Text shown
=-=-=

Opportunity in Legg move

The high-profile office space that will come available at 100 Light Street when money manager Legg Mason Inc. moves to Harbor East in 2009 presents an unusual chance to lure new companies to Baltimore. But it also could put pressure on downtown's traditional core as it competes with newer areas such as Harbor East, experts say.

Legg announced last week that it would leave the landmark 1970s skyscraper - the first private office tower built in the Inner Harbor - and consolidate nearly all its 1,000 Baltimore area employees in a new 24-story office tower that will bear its name in the H&S; Properties Development Corp. waterfront project at Harbor East. Legg currently leases 23 floors in the 35-story Light Street building.


It's not often that such a large amount of prime real estate becomes available in a signature building in a downtown setting.

"It's an opportunity," said M.J. "Jay" Brodie, president of the Baltimore Development Corp., the city's economic development arm. "It's some nice space in an excellent building to offer that would not otherwise be available."


But Richard P. Clinch, director of economic research with the University of Baltimore's Jacob France Institute, said that even as the traditional business district is expanding with the development at Harbor East, there is a downside.

=-=-=

Record extracts

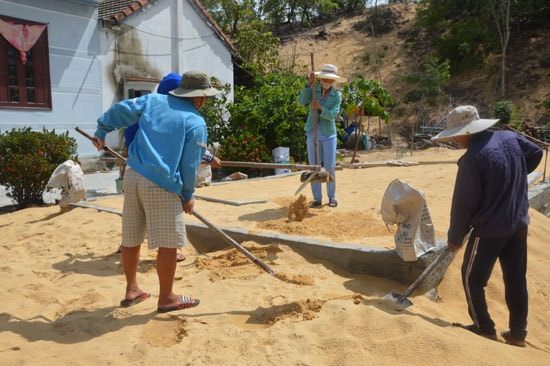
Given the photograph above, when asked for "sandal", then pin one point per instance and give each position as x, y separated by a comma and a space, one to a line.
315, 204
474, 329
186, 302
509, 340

=-=-=

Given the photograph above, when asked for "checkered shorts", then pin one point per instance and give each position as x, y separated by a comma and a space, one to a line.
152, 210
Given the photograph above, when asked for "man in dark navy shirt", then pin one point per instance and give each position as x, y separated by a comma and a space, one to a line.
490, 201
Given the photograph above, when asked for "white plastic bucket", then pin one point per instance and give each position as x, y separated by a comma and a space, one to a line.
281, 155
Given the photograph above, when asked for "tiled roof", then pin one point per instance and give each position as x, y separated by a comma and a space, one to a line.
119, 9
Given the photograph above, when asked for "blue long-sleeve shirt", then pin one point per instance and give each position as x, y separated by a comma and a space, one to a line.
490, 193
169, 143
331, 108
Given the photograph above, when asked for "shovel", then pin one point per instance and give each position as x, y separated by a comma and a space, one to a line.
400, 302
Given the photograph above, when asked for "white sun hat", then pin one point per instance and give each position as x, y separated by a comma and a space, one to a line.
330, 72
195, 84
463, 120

=-=-=

Goal
Write out the stretch from "The high-profile office" through "East, experts say." in the article on Legg Mason's move to Harbor East. The records play no part in what comes next.

Response
The high-profile office space that will come available at 100 Light Street when money manager Legg Mason Inc. moves to Harbor East in 2009 presents an unusual chance to lure new companies to Baltimore. But it also could put pressure on downtown's traditional core as it competes with newer areas such as Harbor East, experts say.